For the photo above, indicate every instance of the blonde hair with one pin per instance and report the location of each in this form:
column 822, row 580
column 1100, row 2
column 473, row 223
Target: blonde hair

> **WHAT YOU NEED TO DO**: Copy the entries above, substituting "red hair" for each occurrence of "blonde hair" and keeping everything else the same.

> **THE COMPLETED TASK**:
For the photo above, indicate every instance of the red hair with one pin per instance and report the location of each in this form:
column 822, row 580
column 1100, row 2
column 473, row 223
Target: red hair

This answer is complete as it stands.